■ Assignment ■
Without the images, repeat every line of the listing verbatim.
Material shown Block Start
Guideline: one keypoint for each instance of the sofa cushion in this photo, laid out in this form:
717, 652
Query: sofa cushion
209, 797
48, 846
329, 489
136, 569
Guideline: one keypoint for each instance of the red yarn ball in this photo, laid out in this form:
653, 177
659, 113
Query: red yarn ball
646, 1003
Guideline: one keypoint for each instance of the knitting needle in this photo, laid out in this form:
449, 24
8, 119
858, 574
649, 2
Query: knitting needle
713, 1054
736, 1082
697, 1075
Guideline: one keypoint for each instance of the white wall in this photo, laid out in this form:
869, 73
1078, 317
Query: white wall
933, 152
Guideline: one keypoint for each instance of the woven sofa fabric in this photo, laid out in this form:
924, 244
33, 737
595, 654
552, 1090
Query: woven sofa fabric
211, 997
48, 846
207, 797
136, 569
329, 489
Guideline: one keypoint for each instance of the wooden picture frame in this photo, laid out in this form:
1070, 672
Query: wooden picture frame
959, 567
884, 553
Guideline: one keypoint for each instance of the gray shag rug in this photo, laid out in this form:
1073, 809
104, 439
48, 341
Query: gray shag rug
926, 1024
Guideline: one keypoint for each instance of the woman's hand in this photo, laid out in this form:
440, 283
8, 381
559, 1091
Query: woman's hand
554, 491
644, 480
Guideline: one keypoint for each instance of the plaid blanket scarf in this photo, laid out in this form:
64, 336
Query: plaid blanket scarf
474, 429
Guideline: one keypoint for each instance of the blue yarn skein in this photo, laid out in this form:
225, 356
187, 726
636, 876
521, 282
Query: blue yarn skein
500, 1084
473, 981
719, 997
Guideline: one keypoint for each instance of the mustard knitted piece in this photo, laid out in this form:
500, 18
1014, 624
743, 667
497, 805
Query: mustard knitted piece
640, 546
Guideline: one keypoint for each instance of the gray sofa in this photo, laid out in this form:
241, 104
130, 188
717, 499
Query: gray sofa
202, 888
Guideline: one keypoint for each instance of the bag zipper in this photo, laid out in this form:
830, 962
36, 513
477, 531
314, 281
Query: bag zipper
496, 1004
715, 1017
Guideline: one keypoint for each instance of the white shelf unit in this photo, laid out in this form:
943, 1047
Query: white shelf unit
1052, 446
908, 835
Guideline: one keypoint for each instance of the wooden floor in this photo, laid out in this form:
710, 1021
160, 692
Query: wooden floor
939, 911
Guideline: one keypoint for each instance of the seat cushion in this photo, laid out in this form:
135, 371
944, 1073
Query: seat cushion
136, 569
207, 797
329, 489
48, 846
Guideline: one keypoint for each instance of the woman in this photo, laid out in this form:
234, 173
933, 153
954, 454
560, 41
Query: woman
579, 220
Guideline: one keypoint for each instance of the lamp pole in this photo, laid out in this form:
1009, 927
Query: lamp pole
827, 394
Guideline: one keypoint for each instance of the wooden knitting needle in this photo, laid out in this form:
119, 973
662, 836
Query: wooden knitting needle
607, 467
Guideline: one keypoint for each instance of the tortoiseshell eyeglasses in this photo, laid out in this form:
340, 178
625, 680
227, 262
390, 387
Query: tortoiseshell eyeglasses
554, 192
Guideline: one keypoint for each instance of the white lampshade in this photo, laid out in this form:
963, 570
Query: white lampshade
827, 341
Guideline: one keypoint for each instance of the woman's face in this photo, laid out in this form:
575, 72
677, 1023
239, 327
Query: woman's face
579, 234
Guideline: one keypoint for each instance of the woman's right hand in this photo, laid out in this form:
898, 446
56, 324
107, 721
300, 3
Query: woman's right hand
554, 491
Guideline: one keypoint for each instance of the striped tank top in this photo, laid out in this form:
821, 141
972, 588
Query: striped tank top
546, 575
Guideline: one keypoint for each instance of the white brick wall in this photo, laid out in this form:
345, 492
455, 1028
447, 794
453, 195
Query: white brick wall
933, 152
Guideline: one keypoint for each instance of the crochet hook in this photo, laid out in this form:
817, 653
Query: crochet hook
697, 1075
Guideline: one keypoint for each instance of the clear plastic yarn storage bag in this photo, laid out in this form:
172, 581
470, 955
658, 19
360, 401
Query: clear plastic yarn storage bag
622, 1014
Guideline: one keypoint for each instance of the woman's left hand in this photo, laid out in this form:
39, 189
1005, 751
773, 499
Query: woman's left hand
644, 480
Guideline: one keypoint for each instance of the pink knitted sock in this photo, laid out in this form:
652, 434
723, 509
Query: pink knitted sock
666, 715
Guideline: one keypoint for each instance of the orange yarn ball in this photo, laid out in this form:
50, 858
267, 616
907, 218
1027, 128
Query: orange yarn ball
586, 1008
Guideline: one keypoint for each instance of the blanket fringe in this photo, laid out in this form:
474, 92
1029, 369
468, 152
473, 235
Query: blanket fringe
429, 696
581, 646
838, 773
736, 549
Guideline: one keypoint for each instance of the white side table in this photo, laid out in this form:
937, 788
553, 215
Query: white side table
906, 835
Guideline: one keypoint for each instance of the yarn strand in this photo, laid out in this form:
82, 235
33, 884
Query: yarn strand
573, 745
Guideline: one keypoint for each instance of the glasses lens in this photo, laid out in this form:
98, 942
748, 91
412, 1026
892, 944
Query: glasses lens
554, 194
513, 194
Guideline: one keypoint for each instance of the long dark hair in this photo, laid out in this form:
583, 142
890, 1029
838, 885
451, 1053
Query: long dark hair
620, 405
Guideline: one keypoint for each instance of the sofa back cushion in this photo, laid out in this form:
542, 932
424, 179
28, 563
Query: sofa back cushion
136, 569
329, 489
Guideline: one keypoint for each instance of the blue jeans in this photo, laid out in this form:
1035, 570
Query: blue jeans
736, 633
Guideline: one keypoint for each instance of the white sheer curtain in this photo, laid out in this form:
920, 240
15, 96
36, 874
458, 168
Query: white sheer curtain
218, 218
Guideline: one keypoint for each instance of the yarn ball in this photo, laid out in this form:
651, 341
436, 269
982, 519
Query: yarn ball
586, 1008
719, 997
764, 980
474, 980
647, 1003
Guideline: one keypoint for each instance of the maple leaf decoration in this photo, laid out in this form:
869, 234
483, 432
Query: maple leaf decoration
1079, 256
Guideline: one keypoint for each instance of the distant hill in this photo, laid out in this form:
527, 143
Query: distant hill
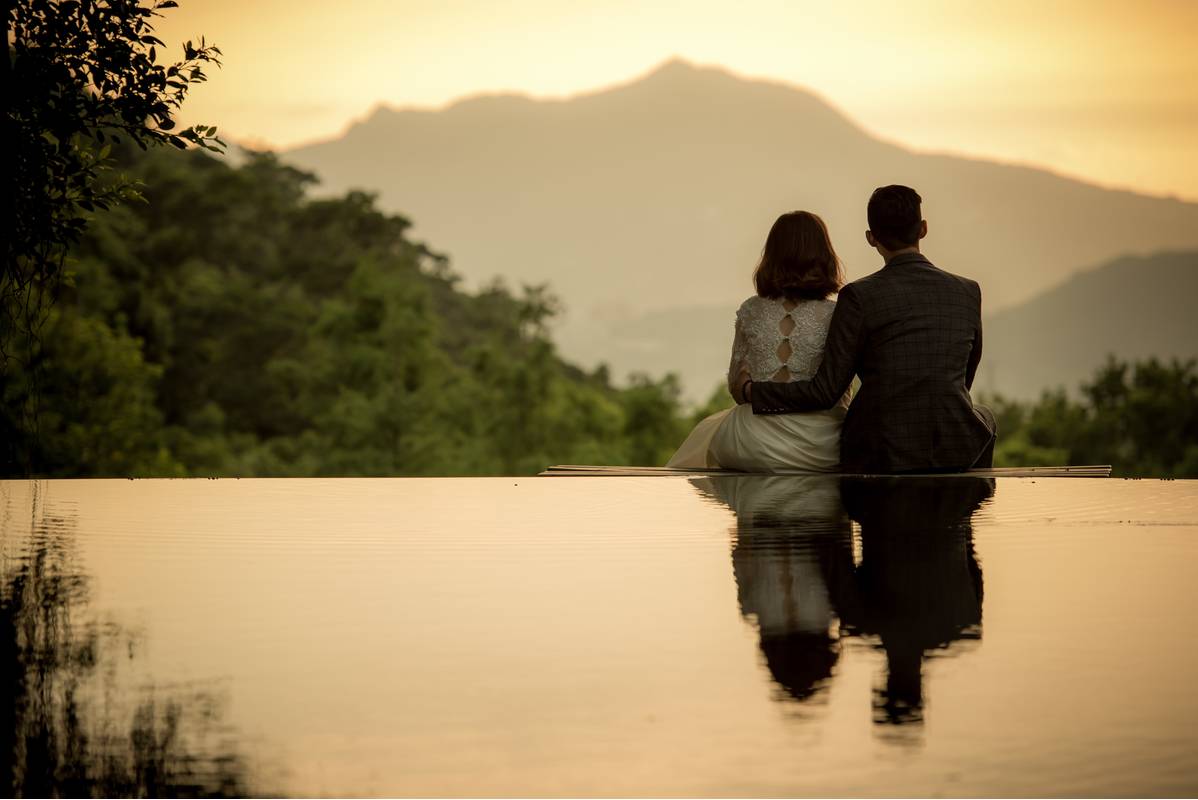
Material shown Block End
■ The completed task ■
Guideline: one keypoint for each instance of the sofa cushion in this photo, laid out in this form:
717, 652
Query: sofa cushion
209, 797
48, 846
329, 489
136, 569
Guideline: one keypoint for each instance of the red yarn ball in this photo, laid out in this form:
653, 177
659, 113
Query: red yarn ball
646, 1003
Guideline: one keypoint for each instance of the knitting needle in this photo, laid out in this form:
449, 24
8, 119
858, 574
649, 2
Query: knitting needle
713, 1054
736, 1082
697, 1075
Guideline: one keypoint for each instance of the white wall in this photo, laid out in this form:
869, 73
1078, 317
Query: white wall
933, 152
Guideline: one keypoint for each instance of the woven sofa fabric in this photo, laid out in this form:
924, 244
33, 737
595, 654
552, 1090
Query: woven sofa fabric
211, 997
48, 846
207, 797
136, 569
329, 489
Guideline: one keypoint for each instance of the wooden picture frame in this photo, laid out in this form:
1070, 672
Query: wooden picture frame
959, 567
884, 553
Guideline: one keypoint for each instance of the gray shag rug in this photo, laid out in this form:
1073, 809
104, 439
48, 341
Query: gray shag rug
926, 1024
Guideline: one keypoint for each instance of the woman's hand in this photo, laid out in this form:
440, 283
8, 381
559, 1091
Query: woman's hand
554, 491
644, 480
Guideline: one keypoint for each instance of the plaid blanket scarf in this photo, laid out in this form:
64, 336
Query: plaid blanket scarf
474, 429
Guideline: one keypoint for each instance of the blue yarn skein in this photo, laid out in this form:
225, 356
187, 726
636, 876
521, 282
Query: blue yarn skein
500, 1084
473, 981
719, 997
Guideline: one keypoint for each instance of the mustard knitted piece in this photo, laid out in this form:
500, 18
1014, 624
743, 667
497, 805
Query: mustard knitted piece
640, 546
Guideline: one keypoint for each instance of the gray sofa in this photo, laid out in this form:
241, 104
130, 188
717, 499
Query: gray sofa
202, 888
Guideline: one keypoint for each instance of the bag zipper in this photo, laid out in this form:
830, 962
36, 513
477, 531
314, 281
Query: bag zipper
496, 1004
715, 1017
Guideline: one keypoint for each instance of the white shelf unit in this photo, laid out in this form:
943, 1047
Query: white shelf unit
1052, 446
908, 835
Guideline: one keypoint for each instance of the wooden floor in this photo, laid out in this form:
710, 1021
160, 692
Query: wooden floor
939, 911
Guideline: one keypoint for each instance of the seat cushion in this photo, laid out in this form:
135, 371
944, 1073
Query: seat cushion
136, 569
207, 797
329, 489
48, 846
Guideline: one keypoint for each instance of the woman in this photo, laid out in this form:
234, 173
933, 153
954, 454
560, 41
Query: woman
579, 220
Guideline: one keypoint for each instance of the lamp pole in this photo, laid out in this form:
1009, 927
Query: lamp pole
827, 394
Guideline: one keypoint for each instance of the wooden knitting needle in this photo, laid out in this form:
119, 973
662, 836
Query: wooden knitting needle
607, 467
Guideline: one keypoint for each instance of the tortoiseshell eyeglasses in this photo, laid out in this form:
340, 178
625, 680
227, 262
390, 387
Query: tortoiseshell eyeglasses
554, 192
Guideline: one keypoint for each instance of the white lampshade in this photo, laid out in this form:
963, 570
Query: white lampshade
827, 341
Guideline: one keypoint for each instance of the woman's face in this photo, laid out in this form:
575, 72
677, 1023
239, 327
Query: woman's face
579, 234
Guideline: one keypoint for each instance of the woman's right hand in this photo, laid out in this form:
898, 446
56, 324
107, 721
300, 3
Query: woman's right hand
554, 491
Guideline: one keypoint for each instance of the striped tank top in this photo, laid out in this form:
821, 141
972, 588
Query: striped tank top
546, 575
Guideline: one keypoint for each instance of the white brick wall in this photo, laid out in this form:
345, 492
455, 1028
447, 794
453, 195
Query: white brick wall
933, 152
Guideline: one keypoint for each instance of the crochet hook in this photo, laid out in this form:
817, 653
Query: crochet hook
697, 1075
Guideline: one keypoint for each instance of the clear plastic yarn storage bag in this photo, laid out in this form:
172, 581
470, 955
658, 19
360, 401
Query: clear plastic yarn storage bag
622, 1014
Guideline: one keypoint for each instance of the woman's left hand in this photo, laid out in this form:
39, 189
1005, 751
773, 499
Query: woman's left hand
644, 480
Guideline: one keypoint for each instance of the pink knitted sock in this photo, laid out in this form:
652, 434
723, 509
Query: pink knitted sock
666, 715
Guideline: one keypoint for each instance of the orange yarn ball in this photo, laid out in this form:
50, 858
267, 616
907, 218
1027, 128
Query: orange yarn ball
586, 1008
Guideline: one keypoint for each instance of the blanket fringe in this photo, laid out in this form:
474, 92
1029, 369
468, 152
473, 235
Query: blanket fringe
429, 696
581, 646
838, 773
736, 549
Guideline: one keypoint for each instance of the white side table in this photo, laid out in this form:
937, 788
553, 215
Query: white side table
906, 835
Guideline: one keypoint for each instance of the yarn strand in this photo, laid out in this form:
82, 235
33, 884
Query: yarn strand
573, 745
Guideline: one keypoint for each instance of the glasses lens in this photo, laid out in this form:
98, 942
748, 91
412, 1026
892, 944
Query: glasses lens
554, 194
513, 194
Guideline: one keypoint for each instance of the long dark hair in this photo, laid out in this form:
583, 142
890, 1029
838, 885
451, 1053
Query: long dark hair
620, 405
Guideline: one keypoint for each instance of the sofa back cushion in this photo, laid out in this form:
542, 932
424, 179
28, 563
Query: sofa back cushion
136, 569
329, 489
Guideline: one keypoint for each instance of the blue jeans in this photo, laid out in this form:
1035, 570
Query: blue jeans
736, 633
Guideline: one keypoint for each instance of the white sheer curtain in this photo, laid out in this form:
920, 240
15, 96
36, 874
458, 168
Query: white sheer curtain
218, 218
Guideline: one keypoint for each instance of the yarn ball in this photo, laid out in this form:
651, 341
436, 269
982, 519
Query: yarn ball
586, 1008
719, 997
764, 980
474, 980
647, 1003
Guideline: one keypoint for each instance of the maple leaf decoration in this photo, laid out in this form:
869, 234
483, 432
Query: maple leaf decoration
1079, 256
Guideline: one keypoint for each instance of the distant hill in this photo, laid out in this form:
527, 143
Query: distant hill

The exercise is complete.